[Saved data entries]
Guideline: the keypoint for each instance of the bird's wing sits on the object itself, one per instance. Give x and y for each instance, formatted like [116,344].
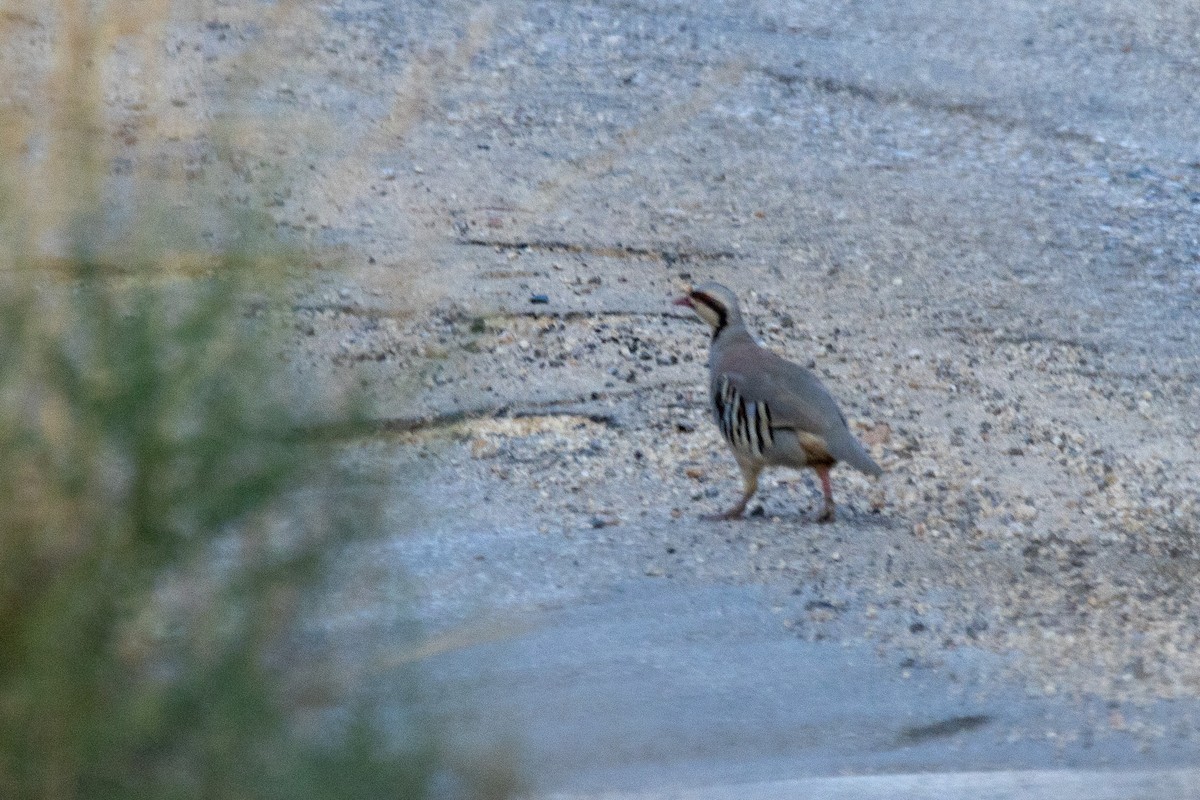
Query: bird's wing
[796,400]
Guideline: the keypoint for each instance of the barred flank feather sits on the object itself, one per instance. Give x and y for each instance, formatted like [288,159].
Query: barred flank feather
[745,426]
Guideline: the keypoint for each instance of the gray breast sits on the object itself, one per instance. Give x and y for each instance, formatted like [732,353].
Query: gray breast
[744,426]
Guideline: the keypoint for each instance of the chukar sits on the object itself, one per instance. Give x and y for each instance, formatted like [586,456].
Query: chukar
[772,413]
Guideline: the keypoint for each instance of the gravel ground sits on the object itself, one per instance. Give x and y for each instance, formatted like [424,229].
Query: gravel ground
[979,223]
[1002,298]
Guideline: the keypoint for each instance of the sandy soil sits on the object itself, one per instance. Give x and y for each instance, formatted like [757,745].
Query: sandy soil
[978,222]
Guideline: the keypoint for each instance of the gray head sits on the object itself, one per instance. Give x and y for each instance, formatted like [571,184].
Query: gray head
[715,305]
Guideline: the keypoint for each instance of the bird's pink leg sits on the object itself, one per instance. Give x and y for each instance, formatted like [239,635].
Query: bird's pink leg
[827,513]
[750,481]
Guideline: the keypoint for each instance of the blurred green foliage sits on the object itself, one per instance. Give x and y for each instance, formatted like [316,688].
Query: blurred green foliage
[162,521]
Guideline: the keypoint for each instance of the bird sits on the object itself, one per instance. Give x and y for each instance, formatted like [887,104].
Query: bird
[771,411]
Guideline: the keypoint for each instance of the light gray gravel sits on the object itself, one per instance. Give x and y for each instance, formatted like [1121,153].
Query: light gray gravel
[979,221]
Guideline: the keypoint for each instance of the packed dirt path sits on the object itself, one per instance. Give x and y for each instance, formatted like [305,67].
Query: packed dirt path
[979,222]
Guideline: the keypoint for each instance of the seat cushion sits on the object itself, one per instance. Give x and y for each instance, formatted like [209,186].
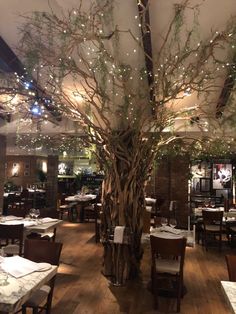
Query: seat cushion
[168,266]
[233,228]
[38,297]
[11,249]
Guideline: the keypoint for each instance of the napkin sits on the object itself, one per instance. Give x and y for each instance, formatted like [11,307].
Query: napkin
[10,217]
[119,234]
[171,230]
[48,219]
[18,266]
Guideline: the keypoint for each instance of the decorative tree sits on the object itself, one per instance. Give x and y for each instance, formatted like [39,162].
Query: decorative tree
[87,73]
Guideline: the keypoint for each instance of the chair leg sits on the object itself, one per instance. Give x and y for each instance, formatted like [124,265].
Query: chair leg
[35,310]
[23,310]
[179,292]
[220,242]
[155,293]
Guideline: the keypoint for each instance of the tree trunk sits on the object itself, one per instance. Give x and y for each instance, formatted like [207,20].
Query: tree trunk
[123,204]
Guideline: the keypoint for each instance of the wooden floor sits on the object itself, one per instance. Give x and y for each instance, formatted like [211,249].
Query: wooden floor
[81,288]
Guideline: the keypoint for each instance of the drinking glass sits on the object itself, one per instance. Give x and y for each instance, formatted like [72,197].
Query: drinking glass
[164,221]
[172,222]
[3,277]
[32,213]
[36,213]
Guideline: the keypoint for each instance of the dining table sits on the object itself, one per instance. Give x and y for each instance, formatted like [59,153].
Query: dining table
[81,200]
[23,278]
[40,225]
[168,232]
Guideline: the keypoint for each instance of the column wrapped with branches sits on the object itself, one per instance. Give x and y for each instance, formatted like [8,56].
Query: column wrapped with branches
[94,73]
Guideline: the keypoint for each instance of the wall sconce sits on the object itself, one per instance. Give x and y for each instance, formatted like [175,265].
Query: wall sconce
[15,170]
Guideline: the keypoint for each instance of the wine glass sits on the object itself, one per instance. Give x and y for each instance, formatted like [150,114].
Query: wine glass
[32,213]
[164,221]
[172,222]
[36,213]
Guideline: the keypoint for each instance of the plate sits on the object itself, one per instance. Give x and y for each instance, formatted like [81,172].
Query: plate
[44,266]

* * *

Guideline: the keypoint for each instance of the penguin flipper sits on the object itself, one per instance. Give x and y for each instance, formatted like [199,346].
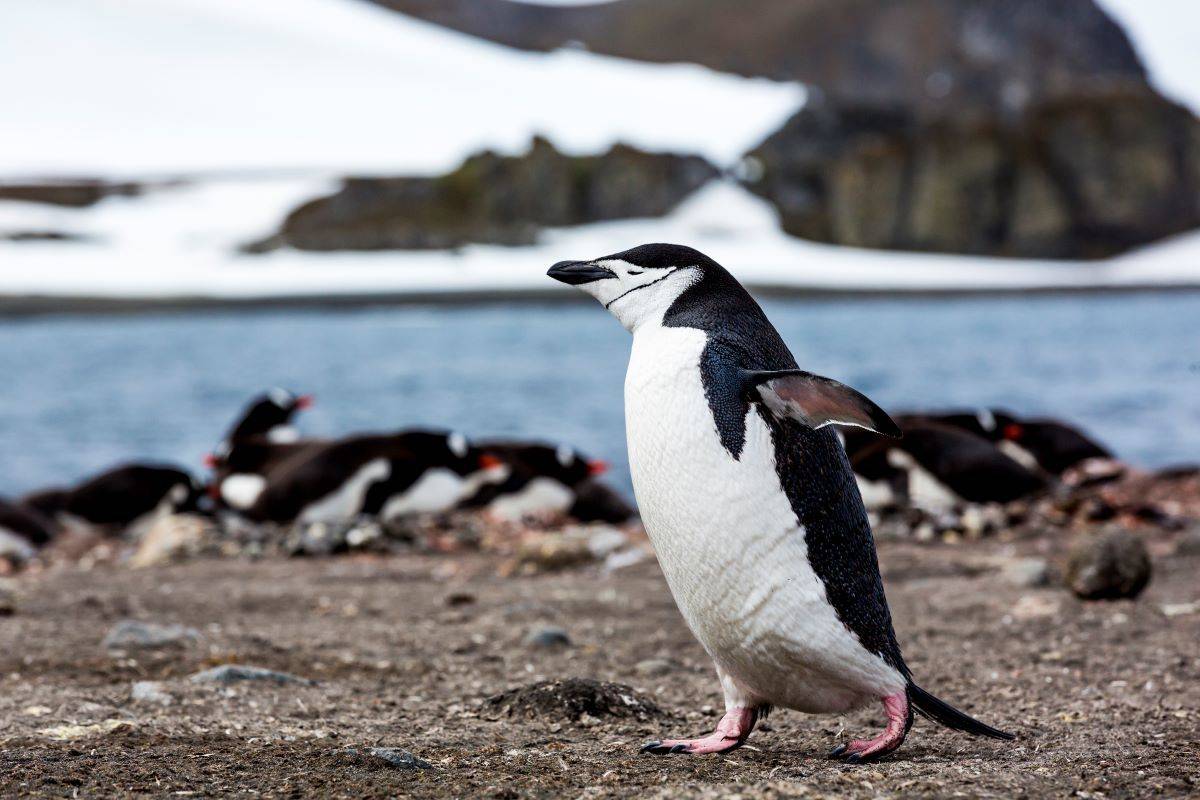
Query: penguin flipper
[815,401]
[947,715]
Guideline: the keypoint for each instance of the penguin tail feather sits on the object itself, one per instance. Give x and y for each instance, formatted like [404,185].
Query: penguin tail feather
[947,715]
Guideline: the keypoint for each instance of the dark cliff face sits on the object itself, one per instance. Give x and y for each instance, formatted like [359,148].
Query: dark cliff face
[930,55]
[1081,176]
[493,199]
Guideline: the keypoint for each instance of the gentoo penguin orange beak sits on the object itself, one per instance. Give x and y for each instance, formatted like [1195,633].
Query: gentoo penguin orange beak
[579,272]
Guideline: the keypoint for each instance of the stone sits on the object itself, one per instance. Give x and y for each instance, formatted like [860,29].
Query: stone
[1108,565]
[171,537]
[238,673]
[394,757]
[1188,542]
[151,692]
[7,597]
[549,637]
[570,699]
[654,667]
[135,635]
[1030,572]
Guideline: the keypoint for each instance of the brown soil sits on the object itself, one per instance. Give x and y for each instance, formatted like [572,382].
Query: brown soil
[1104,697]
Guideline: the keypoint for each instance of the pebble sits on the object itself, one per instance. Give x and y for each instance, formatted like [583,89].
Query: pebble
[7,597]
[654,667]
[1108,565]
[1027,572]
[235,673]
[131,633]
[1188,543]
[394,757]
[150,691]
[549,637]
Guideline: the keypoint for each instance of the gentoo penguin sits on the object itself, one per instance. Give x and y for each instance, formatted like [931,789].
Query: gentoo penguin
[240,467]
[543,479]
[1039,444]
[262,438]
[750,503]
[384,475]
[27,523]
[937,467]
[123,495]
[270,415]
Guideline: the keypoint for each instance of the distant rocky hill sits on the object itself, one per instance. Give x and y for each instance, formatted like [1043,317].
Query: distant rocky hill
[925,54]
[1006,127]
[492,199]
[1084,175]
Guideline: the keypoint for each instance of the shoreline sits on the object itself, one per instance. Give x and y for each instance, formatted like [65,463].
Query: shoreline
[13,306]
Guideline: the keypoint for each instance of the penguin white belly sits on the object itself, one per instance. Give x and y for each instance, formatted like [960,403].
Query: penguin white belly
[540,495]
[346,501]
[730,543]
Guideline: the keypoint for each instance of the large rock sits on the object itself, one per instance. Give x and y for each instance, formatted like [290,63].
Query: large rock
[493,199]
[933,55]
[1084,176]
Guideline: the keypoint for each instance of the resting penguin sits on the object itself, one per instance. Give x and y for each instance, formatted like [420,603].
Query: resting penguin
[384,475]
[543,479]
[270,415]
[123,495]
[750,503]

*Given problem*
Pick out every line in the items above that contains the word "wrapped", and copy each of those lines in full.

*Result below*
Guideline: the keypoint for each instance of the column wrapped with branches sits on the object itself, one per instance. Give x and y for each instance, formatted like [8,56].
Query: column wrapped with branches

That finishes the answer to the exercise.